#### DOCUMENT EXCERPT
== == ==
GREENVILLE, N.C. (WNCT) — It happened more than two decades ago. WNCT originally covered the murder case in 1994.

“Police found Radcliff shot to death in his pickup truck in West Greenville in February,” reports WNCT original coverage. “At the time, they had no idea who did it or why but they say with help from witnesses they’re now able to piece together what happened that night.”

On February 11, 1994, police say a then 19-year-old black man killed George Radcliff.

“Mr. Ratcliff was killed by Dontae Sharpe,” reports an officer in file video.

Sharpe has maintained his innocence since the day he was arrested. He even denied a plea deal offered by the Pitt County District Attorney’s Office.

“All this is a mistake,” said Dontae Sharpe during an interview when he was first arrested. “They got me for shooting him. I wasn’t nowhere around. I don’t even have a gun.”

His family has fought to prove his freedom since his arrest but they have constantly been turned away.
== == ==
#### DATA PROVIDED
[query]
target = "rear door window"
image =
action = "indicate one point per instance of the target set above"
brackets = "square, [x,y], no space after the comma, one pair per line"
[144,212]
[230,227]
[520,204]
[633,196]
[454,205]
== == ==
#### WORK TO COMPLETE
Continue the news report above on Dontae Sharpe's 1994 murder case, starting after its last sentence.

#### TASK RESULT
“We tried to take witnesses down there and Carolyn Melvin kicked them out of the police station and said that she didn’t want to hear anything they had to say,” says a family member after a court hearing.

Appeal after appeal and still no change. The Duke Law Innocence Project and Wrongful Convictions Clinic has been investigting Sharpe’s case for almost 10 years. They say it’s a textbook wrongful conviction case.

“The evidence was wrong,” says Advancement Project Attorney Caitlin Swain. “You have witnesses who have recanted persistently who have not been heard by the courts.”

Sharpe’s mother Sarah Blakey is now working with the N.C. NAACP to fight for her son’s freedom.

“It is time for change,” says Sarah Blakey. “It is time for justice.”

The NAACP says this case is historic and they hope the judicial system will take a closer look.

“We are going to see justice in Pitt County,” says N.C. NAACP Rev. Dr. William Barber II. “And Dontae, not only in Pitt County. But your case is going to cause justice throughout America. You will not have served this time for nothing.”

The group working on Sharpe’s case is credited with proving Howard Dudley’s wrongful conviction in Kinston last week.